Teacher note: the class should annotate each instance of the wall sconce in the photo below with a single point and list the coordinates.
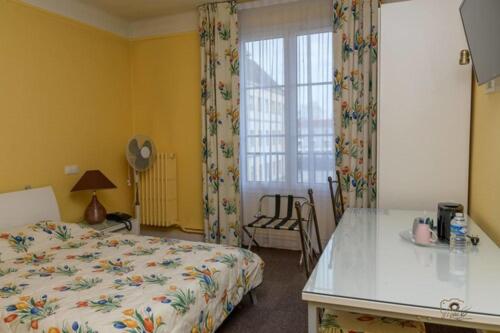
(464, 57)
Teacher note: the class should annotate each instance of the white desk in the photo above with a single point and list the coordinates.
(368, 268)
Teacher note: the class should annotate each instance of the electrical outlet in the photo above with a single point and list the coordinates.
(71, 169)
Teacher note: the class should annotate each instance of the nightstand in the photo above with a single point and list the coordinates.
(112, 226)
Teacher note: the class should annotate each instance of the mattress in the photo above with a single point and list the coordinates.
(65, 278)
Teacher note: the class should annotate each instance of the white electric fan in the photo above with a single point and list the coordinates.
(141, 154)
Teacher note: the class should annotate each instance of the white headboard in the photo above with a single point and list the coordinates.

- PROBLEM STATEMENT -
When you retype the listing above, keep each line exactly as written and drop the pictures.

- REPLY -
Teacher note: the class should annotate each instance of the wall sconce in the photo below with a single point and list the coordinates.
(464, 57)
Teacher note: the class should annotate each instance of the white desk in the photo above with a single point and list the coordinates.
(368, 268)
Teacher note: the class should annotate each instance of the electrical outlet in the photo above with a single point and list the coordinates.
(71, 169)
Teacher note: the class should annotate each instance of the nightstand in the photo above with a single point and list the coordinates.
(112, 226)
Teacher note: the class should annotate each instance of the mattress in the photo above with a single point and list the coordinates.
(65, 278)
Teacher note: the class should annotate each instance of the white electric fan in the photo above with a single point and list the coordinates.
(141, 154)
Teacher note: the class should annotate each instance of the white headboard in the photo above with a single point and list the coordinates.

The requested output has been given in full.